#### TEXTE PRÉSENTÉ ####
Parlons de la construction de l’information. Lors de la diffusion d’images claires, dites supraliminales, les médias optent souvent pour des représentations du Noir négatives. Juliette Smeralda: «Parallèlement à ces manifestations sournoises (les images subliminales), les médias ont recours aux procédés supraliminaux, pour pérenniser l’image du Noir misérable, incompétent, sale et ignorant (voir les images des journaux TV, qui sont montrées au plus fort de l’audience): le téléspectateur a le temps de se repaître de l’image du Noir dégradé qui lui est exposé dans toute sa surface et en toute impunité. L’objectif de ce dernier procédé est d’entretenir et de pérenniser les stéréotypes négatifs et les préjugés anti-Noirs. Lorsqu’il ne s’agit pas de rendre le Noir inconsistant (place très marginale qui lui est concédée sur l’image), il s’agit d’entretenir de la méfiance ou de la peur à son endroit, d’augmenter le sentiment d’antipathie envers lui, d’empêcher que ne se crée un sentiment d’identification et d’empathie chez les Blancs envers lui».
Parlons de temps de parole. Si on appelle à la télévision un expert Blanc, on lui donne deux minutes de parole. Si on appelle un expert Noir, on lui donne cinquante secondes. De cette manière, le téléspectateur, le Blanc comme le Noir, est conforté dans l’idée que les intelligents sont les Blancs.
Parlons d’instrumentalisation. Dans la publicité, le Noir est souvent un faire-valoir. Dans un rôle subalterne, il soutient la présence importante du Blanc. Quand le Noir «occupe l’espace, son image est bien souvent récupérée et mise au service d’intentions qui le dépassent: faire-valoir, touche exotique, trait d’humour, repoussoir, sexe symbole, alibi social ou figure ancestrale» (Sylvie Chalaye).
Parlons du choix des sujets. «Corruption, pauvreté, polygamie, désordres familiaux… font partie des «mauvaises nouvelles» qui constituent le plus souvent la seule forme de couverture médiatique accordées aux «communautés» noires. Les stéréotypes y tiennent lieu de contenu. Le grand public est victime de ces procédés perpétués par une information unilatéralement produite. Les rares reportages consacrés à quelques activités culturelles demandent, pour être informé de leur diffusion, que l’on soit aux aguets. Les Noirs ne sont jamais invités à commenter les grandes questions d’intérêt public. Lorsqu’ils apparaissent dans des revues ou dans des émissions, ils sont très rarement dans les sections prestigieuses consacrées aux affaires et au style de vie, mais plutôt dans les sections informations, musique et sport».
#### DONNÉES AFFICHÉES ####
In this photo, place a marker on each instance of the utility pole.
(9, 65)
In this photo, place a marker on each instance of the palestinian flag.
####
CONSIGNE -
Dans le texte présenté, la citation de Sylvie Chalaye dit que l'image du Noir est mise au service d'intentions qui le dépassent : lesquelles énumère-t-elle ? Les lignes ne servent à rien ici.

RÉPONSE ATTENDUE -
faire-valoir, touche exotique, trait d'humour, repoussoir, sexe symbole, alibi social, figure ancestrale